§ **Aufgabe A**: Aktualisiere in den Datenzeilen den Abschnitt beginnend mit der Zeile mit „subject: snowy field“ und endend mit der Zeile mit „POLYGON ((3 666, 0“: Ersetze „outline“ durch „trace“ und gib nur diese Zeilen sonst unverändert wieder.

--- --- ---

Unser erstes Abendessen wird allgemein für gut und schmackhaft befunden. Auf einer Tafel im Foyer können wir den Plan für die ganze Woche auf Französisch und Deutsch lesen. Das erwartet uns zum Beispiel gemäß Originalauszug aus der Speisekarte:

                       
Di.: … pökelt Kuchen von Süd
                       
Do.: …Gulasch mit Stier Reis
                       
Sa.: … Mozzarella – Ochse, Gebrannt Fleisch.

Hauptsache: es hat geschmeckt!
Für ganz Unermüdliche hat Walter nach dem Abendessen noch eine Nachtwanderung am Strand angesetzt. Ganz schön romantisch – aber für manche Reiseteilnehmer auch ganz schön ungewohnt an den Füßen.

3. Tag. Montag, 29.09.2014

Ein Tag zur freien Verfügung! Könnte ein schöner Badetag am Strand oder Swimmingpool werden! Aber in der Nacht werden viele von uns geweckt durch tosende und prasselnde Geräusche: ein Orkan rast über das Küstengebiet. Im Frühstücksraum wackeln die Ganzglas-Wände und auf dem Fußboden stolpern wir über nasse Handtücher: es tropft von der Decke – Sturmschäden am Dach.
Vormittags versuchen kleinere Gruppen in Regenpausen einen Strandgang; nachmittags klart das Wetter auf, sodass wir unter Führung von Walter in einer größeren Gruppe zum schönen Yachthafen wandern können, mit tausenden von Schiffen, umgeben von tausenden Appartementwohnungen. Auch wenn der Sommerbetrieb hier bereits zu Ende ist, laden noch etliche Boutiquen und Bistros zu einem Kaffee, einer Sangria oder zum Shoppen ein.
Am Abend ist das Unwetter wieder da und auch die Handtücher finden sich wieder auf dem Fußboden!
Nach dem Essen stellt Walter uns Regine Löwe vor, unsere Reiseleiterin für die nächsten fünf Tage. Ihre erste Amtshandlung besteht in einem Tauschvorschlag der Programmpunkte vier und acht: Aufgrund von Fernsehberichten wurde bekannt, dass in der nahe gelegenen Stadt Montpellier höchster Katastrophenalarm (Gefahrenstufe „rot“) ausgerufen wurde. Die Stadt steht in weiten Bereichen unter Wasser, also ist es sinnlos, morgen- wie ursprünglich geplant-  gerade dorthin zu fahren.

--- --- ---

§ **Aufgabe B**:
Beantworte zum Reisebericht kurz:
(i) In welchen Sprachen steht der Wochenplan auf der Tafel im Foyer?
(ii) Wer wird nach dem Essen als Reiseleiterin für die nächsten fünf Tage vorgestellt?
(iii) Welche Stadt steht in weiten Bereichen unter Wasser?

--- --- ---

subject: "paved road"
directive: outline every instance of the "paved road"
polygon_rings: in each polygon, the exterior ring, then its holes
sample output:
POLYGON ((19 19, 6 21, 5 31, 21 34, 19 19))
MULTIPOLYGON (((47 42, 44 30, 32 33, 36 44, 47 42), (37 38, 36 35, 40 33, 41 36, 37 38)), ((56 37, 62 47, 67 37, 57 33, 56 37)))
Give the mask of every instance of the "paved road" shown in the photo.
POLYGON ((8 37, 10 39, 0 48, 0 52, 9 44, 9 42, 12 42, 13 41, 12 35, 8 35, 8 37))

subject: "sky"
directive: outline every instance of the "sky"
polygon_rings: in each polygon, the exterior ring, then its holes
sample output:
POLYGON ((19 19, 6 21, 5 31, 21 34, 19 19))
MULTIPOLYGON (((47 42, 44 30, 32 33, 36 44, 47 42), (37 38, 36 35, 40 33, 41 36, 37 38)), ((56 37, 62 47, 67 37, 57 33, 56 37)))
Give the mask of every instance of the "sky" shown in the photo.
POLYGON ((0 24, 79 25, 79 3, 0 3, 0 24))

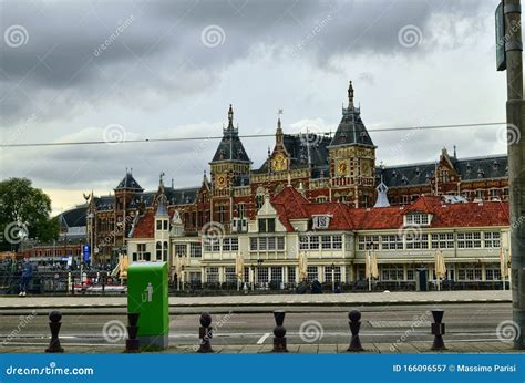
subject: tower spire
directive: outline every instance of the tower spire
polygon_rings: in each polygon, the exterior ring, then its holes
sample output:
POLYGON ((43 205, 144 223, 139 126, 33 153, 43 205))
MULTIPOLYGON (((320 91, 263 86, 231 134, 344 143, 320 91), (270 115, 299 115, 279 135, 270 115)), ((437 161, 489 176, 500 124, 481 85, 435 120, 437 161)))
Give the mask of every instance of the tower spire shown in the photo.
POLYGON ((351 81, 350 85, 348 86, 348 108, 353 110, 353 86, 351 81))
POLYGON ((228 110, 228 130, 234 130, 234 108, 231 107, 231 104, 229 104, 228 110))

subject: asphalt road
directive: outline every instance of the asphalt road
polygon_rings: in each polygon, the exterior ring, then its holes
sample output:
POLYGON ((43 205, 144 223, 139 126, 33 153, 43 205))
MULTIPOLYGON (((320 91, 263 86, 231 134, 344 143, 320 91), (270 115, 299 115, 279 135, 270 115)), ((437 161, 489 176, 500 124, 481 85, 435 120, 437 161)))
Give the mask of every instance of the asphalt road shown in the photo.
MULTIPOLYGON (((363 343, 431 342, 431 304, 363 307, 361 340, 363 343)), ((443 304, 445 340, 486 342, 497 340, 496 328, 512 319, 511 303, 443 304)), ((214 344, 270 344, 275 327, 272 308, 202 308, 171 312, 169 342, 192 345, 198 342, 199 312, 213 317, 214 344)), ((348 308, 290 307, 286 309, 285 328, 289 344, 334 344, 349 340, 348 308)), ((126 317, 123 310, 64 310, 61 341, 64 345, 123 346, 126 339, 126 317), (113 313, 109 313, 109 312, 113 313), (96 314, 92 314, 96 313, 96 314)), ((0 313, 0 343, 7 348, 47 345, 48 318, 44 312, 32 315, 27 311, 0 313)))

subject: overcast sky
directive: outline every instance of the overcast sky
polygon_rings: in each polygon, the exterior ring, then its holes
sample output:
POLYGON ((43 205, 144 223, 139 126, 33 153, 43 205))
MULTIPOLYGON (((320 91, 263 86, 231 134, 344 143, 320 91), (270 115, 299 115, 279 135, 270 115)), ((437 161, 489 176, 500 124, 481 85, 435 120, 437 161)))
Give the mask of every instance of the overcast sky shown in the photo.
MULTIPOLYGON (((334 131, 352 80, 370 130, 503 122, 498 0, 2 1, 3 144, 334 131)), ((371 133, 378 164, 505 153, 498 127, 371 133)), ((110 193, 126 167, 197 186, 217 141, 0 149, 59 213, 110 193)), ((260 166, 274 138, 245 138, 260 166)))

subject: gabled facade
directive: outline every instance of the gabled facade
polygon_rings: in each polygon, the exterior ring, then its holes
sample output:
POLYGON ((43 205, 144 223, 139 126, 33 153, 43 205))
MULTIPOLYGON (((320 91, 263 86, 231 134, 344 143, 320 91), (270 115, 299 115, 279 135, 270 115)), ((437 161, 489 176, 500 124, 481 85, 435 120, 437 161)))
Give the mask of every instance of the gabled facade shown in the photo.
MULTIPOLYGON (((265 198, 274 200, 289 187, 308 203, 340 204, 344 209, 371 208, 378 195, 382 196, 380 206, 392 207, 409 206, 423 194, 470 201, 507 199, 506 156, 460 159, 455 149, 452 156, 443 149, 435 163, 378 166, 377 147, 361 115, 350 83, 348 104, 333 134, 289 134, 279 118, 274 147, 266 161, 254 167, 230 105, 223 137, 209 162, 209 176, 205 172, 196 187, 175 188, 173 179, 171 186, 163 185, 169 217, 176 211, 183 237, 198 241, 212 222, 220 225, 224 235, 247 235, 265 198)), ((113 195, 90 197, 87 237, 95 261, 130 253, 128 238, 152 237, 143 222, 154 219, 158 196, 159 190, 145 192, 126 170, 113 195)))
MULTIPOLYGON (((152 224, 144 219, 137 232, 152 224)), ((494 282, 501 280, 500 251, 508 252, 508 205, 503 201, 449 204, 439 196, 421 196, 404 207, 353 208, 311 203, 287 186, 271 198, 265 195, 246 232, 225 232, 213 240, 171 236, 169 263, 186 257, 179 276, 185 281, 234 284, 240 253, 244 282, 284 288, 300 281, 301 252, 307 255, 309 280, 356 283, 364 279, 366 257, 373 251, 380 281, 414 282, 420 269, 434 279, 434 257, 443 251, 449 281, 494 282)), ((140 234, 131 238, 131 261, 141 260, 140 249, 151 248, 153 241, 157 238, 140 234)))

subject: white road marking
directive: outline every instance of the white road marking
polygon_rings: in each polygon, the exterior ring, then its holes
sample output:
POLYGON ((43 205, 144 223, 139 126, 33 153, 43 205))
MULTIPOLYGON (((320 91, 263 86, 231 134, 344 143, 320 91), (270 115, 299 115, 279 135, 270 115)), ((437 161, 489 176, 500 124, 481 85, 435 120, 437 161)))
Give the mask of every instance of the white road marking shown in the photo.
POLYGON ((262 337, 260 337, 260 339, 257 341, 257 344, 262 344, 265 343, 266 339, 271 335, 271 332, 267 332, 266 334, 264 334, 262 337))

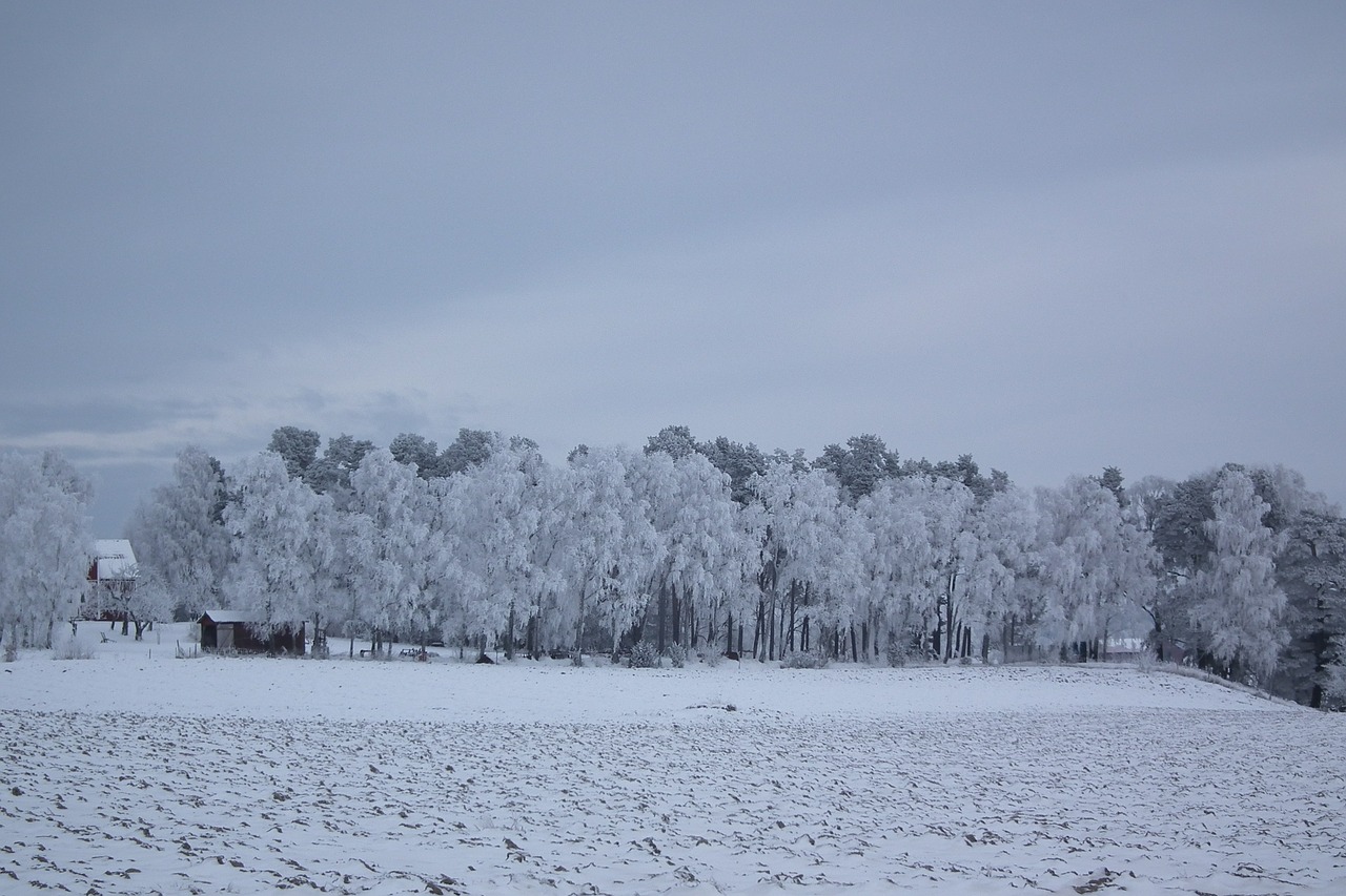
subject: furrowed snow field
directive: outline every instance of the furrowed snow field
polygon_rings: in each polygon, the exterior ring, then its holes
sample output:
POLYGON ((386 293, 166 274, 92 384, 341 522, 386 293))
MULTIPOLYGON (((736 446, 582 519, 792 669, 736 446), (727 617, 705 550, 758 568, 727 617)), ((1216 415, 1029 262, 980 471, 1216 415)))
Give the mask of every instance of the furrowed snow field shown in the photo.
POLYGON ((148 638, 3 666, 0 892, 1346 893, 1346 717, 1167 673, 148 638))

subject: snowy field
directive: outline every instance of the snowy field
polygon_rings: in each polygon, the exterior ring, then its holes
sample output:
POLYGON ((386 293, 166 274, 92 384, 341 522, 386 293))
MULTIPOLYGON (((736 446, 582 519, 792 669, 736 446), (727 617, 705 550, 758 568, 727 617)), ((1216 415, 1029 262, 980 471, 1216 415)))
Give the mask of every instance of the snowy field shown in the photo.
POLYGON ((176 636, 0 666, 0 892, 1346 893, 1346 717, 1171 674, 176 636))

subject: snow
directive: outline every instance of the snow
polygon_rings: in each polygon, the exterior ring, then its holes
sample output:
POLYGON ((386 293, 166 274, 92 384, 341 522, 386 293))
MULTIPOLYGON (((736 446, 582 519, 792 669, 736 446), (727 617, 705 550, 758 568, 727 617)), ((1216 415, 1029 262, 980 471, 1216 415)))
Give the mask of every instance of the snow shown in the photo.
POLYGON ((3 666, 0 892, 1346 892, 1346 717, 1163 671, 112 638, 3 666))

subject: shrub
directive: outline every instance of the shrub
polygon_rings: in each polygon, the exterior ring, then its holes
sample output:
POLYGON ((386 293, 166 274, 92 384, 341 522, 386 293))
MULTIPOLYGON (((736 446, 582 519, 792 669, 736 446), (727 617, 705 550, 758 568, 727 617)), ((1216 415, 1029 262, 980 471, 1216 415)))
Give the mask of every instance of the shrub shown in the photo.
POLYGON ((660 651, 647 640, 635 642, 631 648, 631 669, 658 669, 664 665, 660 651))
POLYGON ((786 654, 781 659, 781 669, 826 669, 828 658, 825 654, 814 652, 812 650, 801 650, 797 652, 786 654))
POLYGON ((673 663, 673 669, 682 669, 686 665, 686 647, 682 644, 669 647, 669 662, 673 663))

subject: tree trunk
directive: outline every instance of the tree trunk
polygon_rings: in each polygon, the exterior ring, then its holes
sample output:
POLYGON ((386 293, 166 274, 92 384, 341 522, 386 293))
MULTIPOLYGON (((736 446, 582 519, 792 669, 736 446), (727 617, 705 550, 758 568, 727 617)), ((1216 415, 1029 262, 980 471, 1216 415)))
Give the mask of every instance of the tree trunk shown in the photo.
POLYGON ((669 584, 668 584, 666 578, 661 578, 660 580, 660 603, 658 603, 658 628, 660 628, 658 647, 660 647, 660 657, 664 655, 664 647, 665 647, 665 643, 664 643, 664 618, 665 618, 665 615, 668 612, 668 604, 669 604, 669 584))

--- --- ---

§ **Lösung A**:
subject: snowy field
directive: trace every instance of the snowy field
polygon_rings: in each polygon, the exterior ring, then its holes
sample output:
POLYGON ((386 293, 166 274, 92 384, 341 522, 386 293))
MULTIPOLYGON (((736 446, 582 519, 792 669, 736 446), (727 617, 705 550, 758 568, 727 617)), ((1216 415, 1029 262, 980 471, 1216 415)))
Give the mask of every instance of the snowy field shown in the photo.
POLYGON ((176 636, 0 666, 0 892, 1346 893, 1346 717, 1171 674, 176 636))

subject: snow
directive: trace every instance of the snow
polygon_rings: in each polygon, the exterior ring, then its holes
sample output:
POLYGON ((386 293, 166 274, 92 384, 341 522, 386 293))
MULTIPOLYGON (((736 446, 582 519, 792 669, 736 446), (727 617, 705 550, 758 568, 727 617)), ((1216 415, 1029 262, 980 471, 1216 415)))
Give the mask of every instance of the snow shown in the photo.
POLYGON ((3 666, 0 892, 1346 892, 1346 717, 1163 671, 112 638, 3 666))

§ **Lösung B**:
(i) Französisch und Deutsch
(ii) Regine Löwe
(iii) Montpellier